- **Required task A**: Report how many lines of the entries below contain the string "night", with case counting. Give only the number.

- **Excerpt**:
%%
Trends can sneak up on you. All of a sudden there’s copper and marble everywhere or everyone is painting feature walls in the same shade.

It seems to happen without warning but in reality trends tend to bleed across from one industry to another, so keeping an eye on trends outside your niche is crucial. In interior design, this can mean fabrics shown on runways in Milan starts to show up on home furnishings. Before too long, those same patterns and colours will show up on thank you cards from friends or on the front cover of a new notebook.

Most trends start in fashion, move to interior design, start showing up in weddings, and then move to mass-produced consumer goods. To stay on top of trends, it pays to keep an eye on the industries higher up the ‘chain’ of influence. This usually means everyone has an eye on the runways and the upcoming fashion designers, but also means stationery designers are watching interior designers closely.
%%
(Entries from a point annotation set)
%%
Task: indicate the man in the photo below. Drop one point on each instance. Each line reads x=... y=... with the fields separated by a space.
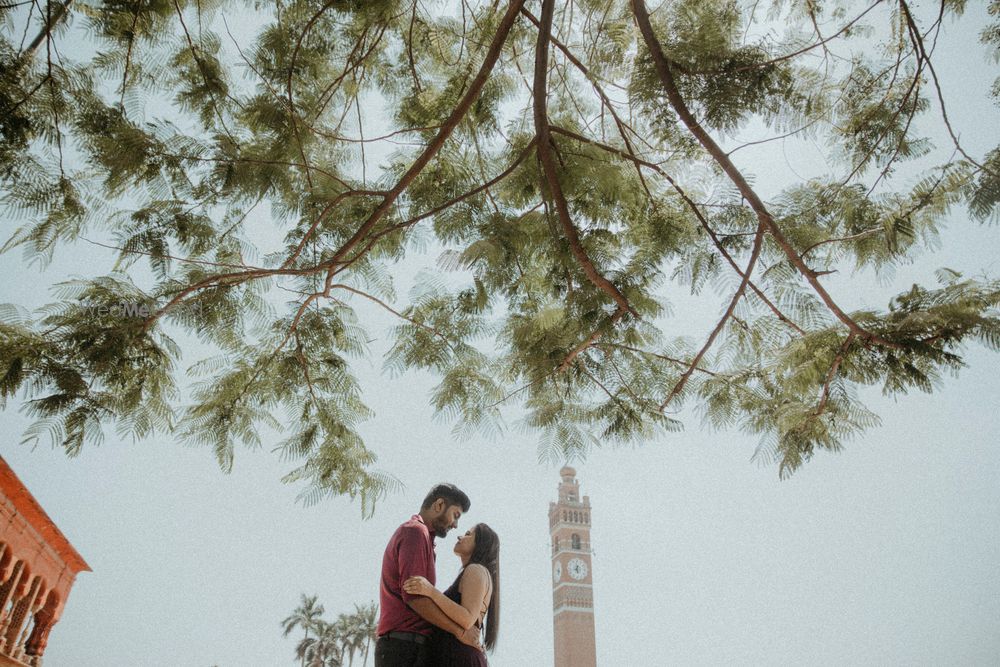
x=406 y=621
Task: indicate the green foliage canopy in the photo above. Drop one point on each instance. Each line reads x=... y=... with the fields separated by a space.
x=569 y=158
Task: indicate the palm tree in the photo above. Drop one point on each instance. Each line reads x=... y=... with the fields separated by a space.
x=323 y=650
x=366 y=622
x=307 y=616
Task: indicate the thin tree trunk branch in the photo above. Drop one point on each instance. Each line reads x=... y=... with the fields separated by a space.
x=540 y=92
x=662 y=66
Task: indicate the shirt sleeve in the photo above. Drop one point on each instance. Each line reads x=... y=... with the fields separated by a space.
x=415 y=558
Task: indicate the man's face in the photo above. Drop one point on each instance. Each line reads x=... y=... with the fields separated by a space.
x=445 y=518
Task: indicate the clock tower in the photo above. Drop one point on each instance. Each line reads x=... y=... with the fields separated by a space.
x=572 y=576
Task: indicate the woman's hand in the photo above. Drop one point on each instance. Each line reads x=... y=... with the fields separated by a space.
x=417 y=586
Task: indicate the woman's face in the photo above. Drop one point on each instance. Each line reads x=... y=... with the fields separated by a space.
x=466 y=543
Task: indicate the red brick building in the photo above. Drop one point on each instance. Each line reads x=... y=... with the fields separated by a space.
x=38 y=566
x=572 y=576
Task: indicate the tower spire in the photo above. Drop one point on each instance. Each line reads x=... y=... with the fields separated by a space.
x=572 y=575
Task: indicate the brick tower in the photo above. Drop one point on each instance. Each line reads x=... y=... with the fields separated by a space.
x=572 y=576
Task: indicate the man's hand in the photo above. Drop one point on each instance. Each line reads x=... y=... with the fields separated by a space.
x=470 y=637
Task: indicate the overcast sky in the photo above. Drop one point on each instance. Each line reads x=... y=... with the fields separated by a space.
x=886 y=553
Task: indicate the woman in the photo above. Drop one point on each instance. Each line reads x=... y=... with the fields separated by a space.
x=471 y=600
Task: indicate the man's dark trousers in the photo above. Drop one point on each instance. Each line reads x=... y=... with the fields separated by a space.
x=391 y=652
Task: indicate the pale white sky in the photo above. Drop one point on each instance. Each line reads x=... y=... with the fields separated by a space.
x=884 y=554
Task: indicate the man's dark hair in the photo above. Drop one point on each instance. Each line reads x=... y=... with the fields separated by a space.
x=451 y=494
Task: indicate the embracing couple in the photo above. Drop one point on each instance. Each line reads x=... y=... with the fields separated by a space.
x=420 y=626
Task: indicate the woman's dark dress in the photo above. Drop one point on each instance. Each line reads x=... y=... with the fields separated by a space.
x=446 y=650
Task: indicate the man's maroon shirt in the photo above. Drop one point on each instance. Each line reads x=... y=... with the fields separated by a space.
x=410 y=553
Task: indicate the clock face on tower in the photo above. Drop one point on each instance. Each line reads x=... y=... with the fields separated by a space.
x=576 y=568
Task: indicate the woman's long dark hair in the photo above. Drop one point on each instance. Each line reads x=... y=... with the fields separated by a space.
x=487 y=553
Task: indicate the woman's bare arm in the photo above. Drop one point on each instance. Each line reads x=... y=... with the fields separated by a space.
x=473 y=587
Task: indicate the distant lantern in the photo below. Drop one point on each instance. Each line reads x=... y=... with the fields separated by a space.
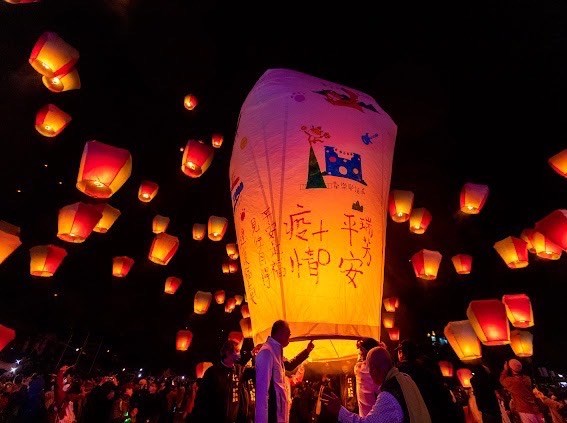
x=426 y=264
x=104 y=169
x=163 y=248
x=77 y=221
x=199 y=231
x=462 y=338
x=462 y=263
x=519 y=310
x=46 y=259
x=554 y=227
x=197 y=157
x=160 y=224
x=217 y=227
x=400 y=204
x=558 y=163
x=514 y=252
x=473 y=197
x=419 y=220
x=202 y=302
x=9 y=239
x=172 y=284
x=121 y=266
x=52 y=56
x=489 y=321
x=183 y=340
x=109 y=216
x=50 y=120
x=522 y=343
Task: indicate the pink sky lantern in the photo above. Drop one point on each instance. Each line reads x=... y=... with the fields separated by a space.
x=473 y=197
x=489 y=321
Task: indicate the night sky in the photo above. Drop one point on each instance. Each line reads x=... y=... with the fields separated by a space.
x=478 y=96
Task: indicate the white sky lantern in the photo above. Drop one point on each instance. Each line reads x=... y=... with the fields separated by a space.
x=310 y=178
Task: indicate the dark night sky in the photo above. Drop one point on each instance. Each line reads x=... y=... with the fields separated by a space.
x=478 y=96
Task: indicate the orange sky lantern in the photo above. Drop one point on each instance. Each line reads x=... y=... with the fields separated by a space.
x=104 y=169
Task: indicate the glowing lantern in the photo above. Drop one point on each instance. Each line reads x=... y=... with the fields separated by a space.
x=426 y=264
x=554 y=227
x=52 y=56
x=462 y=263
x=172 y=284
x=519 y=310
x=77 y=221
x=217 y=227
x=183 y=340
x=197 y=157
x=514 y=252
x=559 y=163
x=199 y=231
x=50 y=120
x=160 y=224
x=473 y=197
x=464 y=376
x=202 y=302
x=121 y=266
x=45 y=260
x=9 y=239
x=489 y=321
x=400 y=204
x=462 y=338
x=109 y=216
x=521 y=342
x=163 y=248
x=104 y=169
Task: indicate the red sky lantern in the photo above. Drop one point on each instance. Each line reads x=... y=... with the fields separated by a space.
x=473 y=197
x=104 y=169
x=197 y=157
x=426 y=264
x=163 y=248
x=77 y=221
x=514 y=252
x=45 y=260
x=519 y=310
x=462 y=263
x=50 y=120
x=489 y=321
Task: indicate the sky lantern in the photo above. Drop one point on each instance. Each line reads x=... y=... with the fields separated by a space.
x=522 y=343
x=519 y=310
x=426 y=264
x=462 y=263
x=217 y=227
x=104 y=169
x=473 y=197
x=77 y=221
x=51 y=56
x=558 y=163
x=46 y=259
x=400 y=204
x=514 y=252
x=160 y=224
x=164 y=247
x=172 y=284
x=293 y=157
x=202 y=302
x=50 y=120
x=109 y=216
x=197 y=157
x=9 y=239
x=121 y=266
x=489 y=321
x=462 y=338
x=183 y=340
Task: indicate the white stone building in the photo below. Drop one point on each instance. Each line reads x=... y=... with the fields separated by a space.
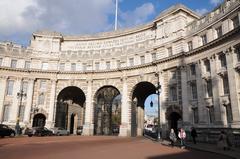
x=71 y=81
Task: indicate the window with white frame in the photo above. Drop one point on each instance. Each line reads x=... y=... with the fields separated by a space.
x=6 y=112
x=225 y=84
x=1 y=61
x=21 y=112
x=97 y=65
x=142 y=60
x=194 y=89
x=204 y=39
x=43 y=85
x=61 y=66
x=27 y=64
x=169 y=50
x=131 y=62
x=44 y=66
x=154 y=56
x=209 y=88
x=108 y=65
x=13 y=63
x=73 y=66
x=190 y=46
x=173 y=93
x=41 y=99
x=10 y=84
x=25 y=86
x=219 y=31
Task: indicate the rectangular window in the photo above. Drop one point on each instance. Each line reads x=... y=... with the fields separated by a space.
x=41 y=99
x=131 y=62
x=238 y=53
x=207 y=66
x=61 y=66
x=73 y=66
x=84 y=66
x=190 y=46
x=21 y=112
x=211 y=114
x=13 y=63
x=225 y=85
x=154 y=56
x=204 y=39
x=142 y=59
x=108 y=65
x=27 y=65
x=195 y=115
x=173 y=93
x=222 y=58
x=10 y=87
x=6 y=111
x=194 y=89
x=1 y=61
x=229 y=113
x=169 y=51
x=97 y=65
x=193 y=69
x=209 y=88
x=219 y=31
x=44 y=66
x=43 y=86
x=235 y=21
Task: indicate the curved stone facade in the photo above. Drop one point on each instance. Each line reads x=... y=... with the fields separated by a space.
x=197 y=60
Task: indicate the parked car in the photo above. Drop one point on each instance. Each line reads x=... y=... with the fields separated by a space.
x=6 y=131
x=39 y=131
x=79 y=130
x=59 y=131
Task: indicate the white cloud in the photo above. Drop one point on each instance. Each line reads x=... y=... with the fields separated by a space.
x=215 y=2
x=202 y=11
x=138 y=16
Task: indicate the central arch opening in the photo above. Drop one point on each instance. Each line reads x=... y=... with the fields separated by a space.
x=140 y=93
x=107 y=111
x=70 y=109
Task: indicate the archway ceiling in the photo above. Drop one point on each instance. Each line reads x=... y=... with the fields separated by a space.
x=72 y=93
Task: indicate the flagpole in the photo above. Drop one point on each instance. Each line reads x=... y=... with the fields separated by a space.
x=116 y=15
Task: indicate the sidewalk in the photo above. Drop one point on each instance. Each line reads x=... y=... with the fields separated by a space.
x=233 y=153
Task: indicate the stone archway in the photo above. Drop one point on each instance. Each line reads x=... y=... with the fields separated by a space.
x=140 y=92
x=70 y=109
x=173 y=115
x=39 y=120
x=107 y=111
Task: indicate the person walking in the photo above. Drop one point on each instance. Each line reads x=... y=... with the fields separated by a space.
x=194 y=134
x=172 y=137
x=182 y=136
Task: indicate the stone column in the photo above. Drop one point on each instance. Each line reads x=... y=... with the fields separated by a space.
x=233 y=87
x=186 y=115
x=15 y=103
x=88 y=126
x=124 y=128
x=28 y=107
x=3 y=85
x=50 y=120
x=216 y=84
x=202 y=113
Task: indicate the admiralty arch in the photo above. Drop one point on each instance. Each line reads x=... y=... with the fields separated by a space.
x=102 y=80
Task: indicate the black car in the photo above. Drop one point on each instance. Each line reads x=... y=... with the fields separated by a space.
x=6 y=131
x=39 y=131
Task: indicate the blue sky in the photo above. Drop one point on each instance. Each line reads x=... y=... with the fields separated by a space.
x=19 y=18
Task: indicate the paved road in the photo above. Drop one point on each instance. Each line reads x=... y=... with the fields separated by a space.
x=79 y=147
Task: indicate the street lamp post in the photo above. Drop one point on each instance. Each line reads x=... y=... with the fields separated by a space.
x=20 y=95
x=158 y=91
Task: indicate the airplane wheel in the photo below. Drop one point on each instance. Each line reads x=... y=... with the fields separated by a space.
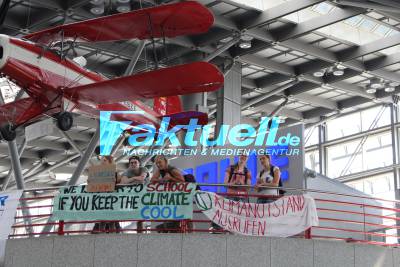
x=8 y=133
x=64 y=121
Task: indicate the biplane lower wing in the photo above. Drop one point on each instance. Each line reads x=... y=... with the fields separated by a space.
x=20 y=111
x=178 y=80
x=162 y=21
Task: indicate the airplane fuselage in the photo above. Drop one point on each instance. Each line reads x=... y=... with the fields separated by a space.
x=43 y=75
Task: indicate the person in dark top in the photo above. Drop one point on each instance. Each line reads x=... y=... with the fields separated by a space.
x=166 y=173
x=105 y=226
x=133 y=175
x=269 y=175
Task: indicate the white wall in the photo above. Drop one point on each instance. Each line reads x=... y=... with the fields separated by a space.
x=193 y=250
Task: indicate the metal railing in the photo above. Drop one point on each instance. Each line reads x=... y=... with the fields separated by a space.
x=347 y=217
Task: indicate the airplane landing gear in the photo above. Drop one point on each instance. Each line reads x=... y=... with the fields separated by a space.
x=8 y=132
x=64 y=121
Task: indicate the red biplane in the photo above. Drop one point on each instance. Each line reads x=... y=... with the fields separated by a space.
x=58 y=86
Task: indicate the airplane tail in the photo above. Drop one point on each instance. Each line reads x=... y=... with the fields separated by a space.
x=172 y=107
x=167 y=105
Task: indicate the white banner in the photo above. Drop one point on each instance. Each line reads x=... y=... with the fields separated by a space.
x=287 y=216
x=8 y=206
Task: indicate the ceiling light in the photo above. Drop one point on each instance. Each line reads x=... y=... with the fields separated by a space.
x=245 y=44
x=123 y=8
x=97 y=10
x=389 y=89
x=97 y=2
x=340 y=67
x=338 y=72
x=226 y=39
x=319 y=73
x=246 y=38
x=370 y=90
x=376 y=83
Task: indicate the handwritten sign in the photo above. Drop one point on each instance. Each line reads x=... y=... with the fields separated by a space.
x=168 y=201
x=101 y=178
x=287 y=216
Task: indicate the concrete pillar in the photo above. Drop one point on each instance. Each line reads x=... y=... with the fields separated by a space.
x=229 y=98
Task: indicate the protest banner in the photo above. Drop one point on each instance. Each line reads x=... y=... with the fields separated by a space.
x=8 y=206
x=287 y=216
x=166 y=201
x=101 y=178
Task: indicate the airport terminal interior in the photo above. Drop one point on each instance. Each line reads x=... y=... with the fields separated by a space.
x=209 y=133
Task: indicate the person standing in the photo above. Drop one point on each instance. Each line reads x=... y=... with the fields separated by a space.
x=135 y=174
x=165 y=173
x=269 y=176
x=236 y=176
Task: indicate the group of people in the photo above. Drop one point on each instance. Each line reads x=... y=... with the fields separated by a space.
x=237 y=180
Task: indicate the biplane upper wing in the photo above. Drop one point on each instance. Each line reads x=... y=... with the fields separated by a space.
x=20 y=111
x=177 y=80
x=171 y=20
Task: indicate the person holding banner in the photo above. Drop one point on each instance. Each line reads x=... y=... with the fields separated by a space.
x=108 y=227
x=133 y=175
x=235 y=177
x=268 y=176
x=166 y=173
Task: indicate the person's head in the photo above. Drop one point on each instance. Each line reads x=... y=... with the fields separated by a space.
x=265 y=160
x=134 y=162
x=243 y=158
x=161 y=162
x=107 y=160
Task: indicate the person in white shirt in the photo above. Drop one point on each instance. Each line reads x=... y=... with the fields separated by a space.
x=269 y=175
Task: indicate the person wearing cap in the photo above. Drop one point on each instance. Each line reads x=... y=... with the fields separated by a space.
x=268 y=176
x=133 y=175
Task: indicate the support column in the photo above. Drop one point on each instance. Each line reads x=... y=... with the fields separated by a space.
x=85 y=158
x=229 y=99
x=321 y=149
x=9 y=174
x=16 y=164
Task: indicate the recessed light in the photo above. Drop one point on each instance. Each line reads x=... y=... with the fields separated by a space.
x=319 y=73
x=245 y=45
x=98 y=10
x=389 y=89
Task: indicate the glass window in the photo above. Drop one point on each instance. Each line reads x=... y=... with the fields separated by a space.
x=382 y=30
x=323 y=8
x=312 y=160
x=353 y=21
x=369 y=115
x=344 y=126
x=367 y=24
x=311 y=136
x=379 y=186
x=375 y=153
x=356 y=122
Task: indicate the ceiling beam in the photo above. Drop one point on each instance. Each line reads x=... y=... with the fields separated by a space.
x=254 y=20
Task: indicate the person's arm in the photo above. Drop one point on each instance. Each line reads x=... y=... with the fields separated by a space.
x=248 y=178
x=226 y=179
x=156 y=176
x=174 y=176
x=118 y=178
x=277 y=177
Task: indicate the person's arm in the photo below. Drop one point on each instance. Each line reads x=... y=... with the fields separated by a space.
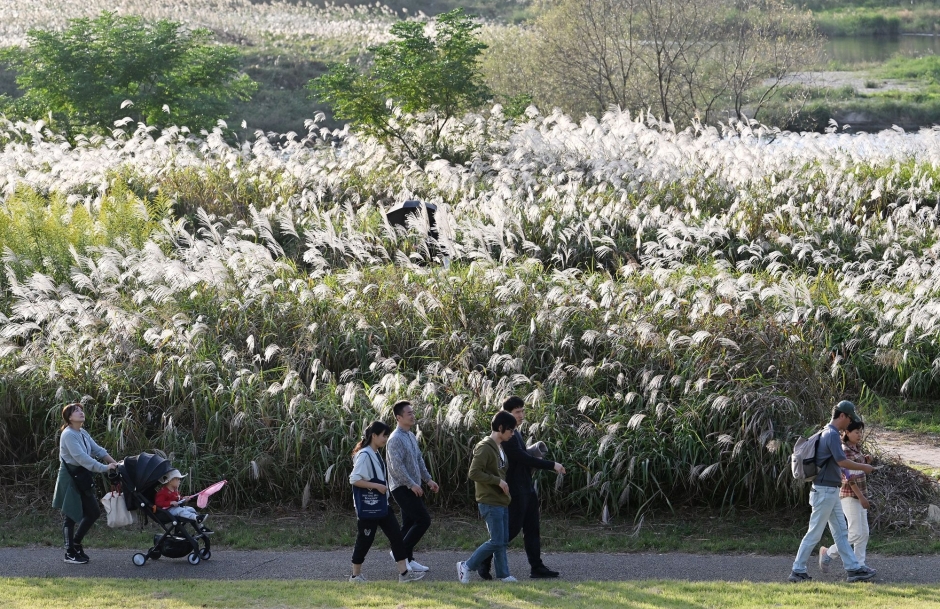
%%
- **Required task B**: In the excerpt on design trends, which industry do most trends start in?

- **Reply A**: 2

- **Reply B**: Fashion.